(Referring expression pointing data)
== Segment start ==

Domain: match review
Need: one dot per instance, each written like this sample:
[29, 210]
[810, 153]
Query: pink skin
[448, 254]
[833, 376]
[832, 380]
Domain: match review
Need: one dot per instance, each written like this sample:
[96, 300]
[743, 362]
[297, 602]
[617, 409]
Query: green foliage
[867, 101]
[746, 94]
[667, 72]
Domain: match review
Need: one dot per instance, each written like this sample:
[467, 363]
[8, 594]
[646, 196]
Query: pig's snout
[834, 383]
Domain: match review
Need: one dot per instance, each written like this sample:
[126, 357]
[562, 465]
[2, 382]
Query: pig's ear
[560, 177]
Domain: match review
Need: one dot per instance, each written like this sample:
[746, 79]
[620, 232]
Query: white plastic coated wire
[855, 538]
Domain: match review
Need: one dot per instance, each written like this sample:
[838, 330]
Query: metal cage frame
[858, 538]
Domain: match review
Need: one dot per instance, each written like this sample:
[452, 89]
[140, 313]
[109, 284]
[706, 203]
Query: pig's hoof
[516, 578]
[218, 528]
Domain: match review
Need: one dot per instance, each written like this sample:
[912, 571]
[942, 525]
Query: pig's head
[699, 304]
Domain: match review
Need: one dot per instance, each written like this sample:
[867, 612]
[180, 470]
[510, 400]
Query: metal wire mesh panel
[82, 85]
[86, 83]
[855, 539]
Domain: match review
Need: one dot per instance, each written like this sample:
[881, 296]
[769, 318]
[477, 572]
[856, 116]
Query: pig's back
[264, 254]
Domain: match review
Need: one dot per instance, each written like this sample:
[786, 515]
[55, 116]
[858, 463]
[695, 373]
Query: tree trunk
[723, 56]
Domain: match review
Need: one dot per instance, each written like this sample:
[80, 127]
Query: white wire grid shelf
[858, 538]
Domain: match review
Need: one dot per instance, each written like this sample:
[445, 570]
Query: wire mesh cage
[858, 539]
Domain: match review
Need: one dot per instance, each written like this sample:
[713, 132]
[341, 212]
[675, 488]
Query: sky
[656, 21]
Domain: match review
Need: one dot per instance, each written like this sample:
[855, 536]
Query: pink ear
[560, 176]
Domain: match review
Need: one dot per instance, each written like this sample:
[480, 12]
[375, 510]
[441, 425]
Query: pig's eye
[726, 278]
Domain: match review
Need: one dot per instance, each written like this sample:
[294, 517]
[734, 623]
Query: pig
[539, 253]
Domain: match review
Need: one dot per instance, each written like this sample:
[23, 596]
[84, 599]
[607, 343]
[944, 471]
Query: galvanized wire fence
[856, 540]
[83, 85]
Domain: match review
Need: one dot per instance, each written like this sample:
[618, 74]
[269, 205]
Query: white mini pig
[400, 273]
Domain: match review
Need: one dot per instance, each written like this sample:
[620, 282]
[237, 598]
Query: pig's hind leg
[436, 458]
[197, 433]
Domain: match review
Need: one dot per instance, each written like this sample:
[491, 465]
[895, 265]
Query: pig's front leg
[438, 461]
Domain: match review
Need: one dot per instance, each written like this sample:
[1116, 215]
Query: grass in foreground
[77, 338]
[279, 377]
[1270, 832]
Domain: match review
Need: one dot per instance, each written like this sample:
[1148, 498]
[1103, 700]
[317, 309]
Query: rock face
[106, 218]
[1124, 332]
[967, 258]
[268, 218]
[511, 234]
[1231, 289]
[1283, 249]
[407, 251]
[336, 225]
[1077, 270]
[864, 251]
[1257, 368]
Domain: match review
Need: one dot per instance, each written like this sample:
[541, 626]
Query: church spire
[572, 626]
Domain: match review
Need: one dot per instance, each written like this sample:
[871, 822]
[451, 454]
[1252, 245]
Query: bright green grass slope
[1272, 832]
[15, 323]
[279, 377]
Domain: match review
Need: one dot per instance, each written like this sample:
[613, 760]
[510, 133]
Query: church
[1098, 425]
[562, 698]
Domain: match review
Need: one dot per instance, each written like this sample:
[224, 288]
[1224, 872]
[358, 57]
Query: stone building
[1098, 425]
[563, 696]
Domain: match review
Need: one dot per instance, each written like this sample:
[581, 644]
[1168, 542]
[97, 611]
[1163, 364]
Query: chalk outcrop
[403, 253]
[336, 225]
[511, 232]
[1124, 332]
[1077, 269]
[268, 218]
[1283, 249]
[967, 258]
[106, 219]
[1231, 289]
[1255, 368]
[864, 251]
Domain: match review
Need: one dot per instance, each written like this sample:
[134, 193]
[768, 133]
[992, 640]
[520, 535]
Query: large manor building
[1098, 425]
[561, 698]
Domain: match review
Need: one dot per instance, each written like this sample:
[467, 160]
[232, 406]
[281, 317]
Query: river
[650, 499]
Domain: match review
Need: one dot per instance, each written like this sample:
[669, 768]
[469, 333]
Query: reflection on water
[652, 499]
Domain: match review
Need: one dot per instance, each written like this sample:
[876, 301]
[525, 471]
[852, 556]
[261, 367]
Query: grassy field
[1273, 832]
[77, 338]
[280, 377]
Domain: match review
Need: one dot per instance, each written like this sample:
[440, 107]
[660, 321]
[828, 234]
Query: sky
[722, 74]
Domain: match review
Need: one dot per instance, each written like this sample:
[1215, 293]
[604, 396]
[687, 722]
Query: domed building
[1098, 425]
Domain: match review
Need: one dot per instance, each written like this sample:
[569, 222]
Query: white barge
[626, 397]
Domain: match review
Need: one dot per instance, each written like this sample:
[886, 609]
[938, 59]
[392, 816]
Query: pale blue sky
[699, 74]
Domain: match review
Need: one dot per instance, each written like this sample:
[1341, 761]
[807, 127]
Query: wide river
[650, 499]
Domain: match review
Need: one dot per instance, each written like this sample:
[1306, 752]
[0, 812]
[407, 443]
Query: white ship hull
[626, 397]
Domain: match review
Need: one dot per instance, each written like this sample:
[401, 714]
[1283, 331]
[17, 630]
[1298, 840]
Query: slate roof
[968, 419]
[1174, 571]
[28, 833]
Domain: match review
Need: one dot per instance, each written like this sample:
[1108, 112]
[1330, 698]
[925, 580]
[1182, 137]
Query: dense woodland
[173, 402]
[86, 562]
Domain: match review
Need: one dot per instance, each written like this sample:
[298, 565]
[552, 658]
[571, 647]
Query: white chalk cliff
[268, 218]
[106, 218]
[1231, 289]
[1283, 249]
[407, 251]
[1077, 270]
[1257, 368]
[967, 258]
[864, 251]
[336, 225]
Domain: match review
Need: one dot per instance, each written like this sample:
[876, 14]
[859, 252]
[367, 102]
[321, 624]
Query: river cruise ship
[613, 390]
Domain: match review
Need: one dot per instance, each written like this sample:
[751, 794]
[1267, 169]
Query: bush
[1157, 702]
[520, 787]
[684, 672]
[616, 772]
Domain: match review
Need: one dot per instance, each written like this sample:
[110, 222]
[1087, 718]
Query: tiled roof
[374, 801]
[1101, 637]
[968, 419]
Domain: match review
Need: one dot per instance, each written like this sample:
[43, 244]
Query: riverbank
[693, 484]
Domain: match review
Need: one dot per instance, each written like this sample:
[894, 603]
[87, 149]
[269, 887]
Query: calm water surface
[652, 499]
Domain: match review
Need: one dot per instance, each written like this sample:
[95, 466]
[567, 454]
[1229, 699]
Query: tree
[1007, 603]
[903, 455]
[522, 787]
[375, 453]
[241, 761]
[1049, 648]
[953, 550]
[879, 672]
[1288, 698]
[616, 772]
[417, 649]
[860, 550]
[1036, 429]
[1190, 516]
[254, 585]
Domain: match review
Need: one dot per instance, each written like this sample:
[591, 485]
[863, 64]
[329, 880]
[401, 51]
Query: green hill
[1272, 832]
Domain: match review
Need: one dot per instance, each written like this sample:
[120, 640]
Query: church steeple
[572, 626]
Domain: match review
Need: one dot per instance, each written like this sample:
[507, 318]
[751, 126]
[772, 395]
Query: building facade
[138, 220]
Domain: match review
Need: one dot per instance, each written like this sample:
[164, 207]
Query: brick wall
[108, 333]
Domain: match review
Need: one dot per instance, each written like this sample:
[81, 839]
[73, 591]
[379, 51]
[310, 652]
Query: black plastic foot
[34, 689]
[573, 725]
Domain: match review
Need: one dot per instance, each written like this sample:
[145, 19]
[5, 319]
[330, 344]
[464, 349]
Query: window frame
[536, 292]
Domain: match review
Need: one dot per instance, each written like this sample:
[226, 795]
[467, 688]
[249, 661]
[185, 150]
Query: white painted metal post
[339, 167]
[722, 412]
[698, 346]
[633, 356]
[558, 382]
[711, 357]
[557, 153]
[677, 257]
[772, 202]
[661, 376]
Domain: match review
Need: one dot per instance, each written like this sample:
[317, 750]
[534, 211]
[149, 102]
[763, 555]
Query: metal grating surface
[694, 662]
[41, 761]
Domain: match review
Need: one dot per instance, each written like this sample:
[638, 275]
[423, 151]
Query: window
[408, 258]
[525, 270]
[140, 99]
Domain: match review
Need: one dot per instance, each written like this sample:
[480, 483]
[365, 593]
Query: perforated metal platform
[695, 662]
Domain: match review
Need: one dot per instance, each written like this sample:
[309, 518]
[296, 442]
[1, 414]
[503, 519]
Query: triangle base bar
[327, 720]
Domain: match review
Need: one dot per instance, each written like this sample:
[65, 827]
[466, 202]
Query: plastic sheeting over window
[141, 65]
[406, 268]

== Segment end ==

## WORK REQUIRED:
Wherever the line holding "Query: pig's hoof" falls in the entries above, copy exactly from it through the line holding "[1116, 215]", inclusive, and add nothing.

## SOLVED EXERCISE:
Query: pig's hoof
[516, 578]
[218, 528]
Domain: match review
Need: one dot per instance, each written like this sample:
[912, 571]
[942, 525]
Query: pig's head
[699, 304]
Domain: match review
Need: one dot per instance, each written like this sample:
[867, 612]
[180, 470]
[510, 400]
Query: metal wire mesh panel
[82, 85]
[86, 83]
[855, 539]
Domain: match review
Need: one dot per instance, each written like this sample:
[881, 296]
[769, 318]
[477, 572]
[856, 116]
Query: pig's back
[264, 254]
Domain: match review
Need: one dot per instance, each written like this sample:
[786, 515]
[55, 116]
[858, 463]
[695, 373]
Query: tree trunk
[723, 56]
Domain: match review
Need: one dot per instance, each written like this sample:
[80, 127]
Query: white wire grid shelf
[858, 538]
Domain: match review
Need: one dot per instance, each written like this sample:
[445, 570]
Query: wire mesh cage
[858, 539]
Domain: match review
Need: one dot per instance, each written like this sample:
[713, 132]
[341, 212]
[675, 488]
Query: sky
[656, 21]
Domain: match review
Need: one dot per instance, each written like this sample:
[855, 536]
Query: pink ear
[560, 176]
Domain: match review
Need: one dot per instance, each written like this sample:
[480, 12]
[375, 510]
[441, 425]
Query: pig's eye
[726, 278]
Domain: match review
Need: one dot per instance, each written like this sample:
[294, 517]
[734, 623]
Query: pig
[539, 253]
Domain: match review
Need: one dot per instance, each written like this sample:
[23, 596]
[84, 599]
[607, 343]
[944, 471]
Query: galvanized wire fence
[856, 540]
[83, 85]
Domain: match review
Need: one dot per instance, each written like this sample:
[618, 74]
[269, 205]
Query: white mini pig
[400, 273]
Domain: match review
Need: one dot per instance, each written like this sample:
[620, 282]
[237, 598]
Query: pig's hind leg
[436, 458]
[197, 433]
Domain: match review
Need: one dot per instance, each written like this sample:
[491, 465]
[895, 265]
Query: pig's front leg
[438, 461]
Domain: match review
Need: one dot per instance, each written like this sample:
[1116, 215]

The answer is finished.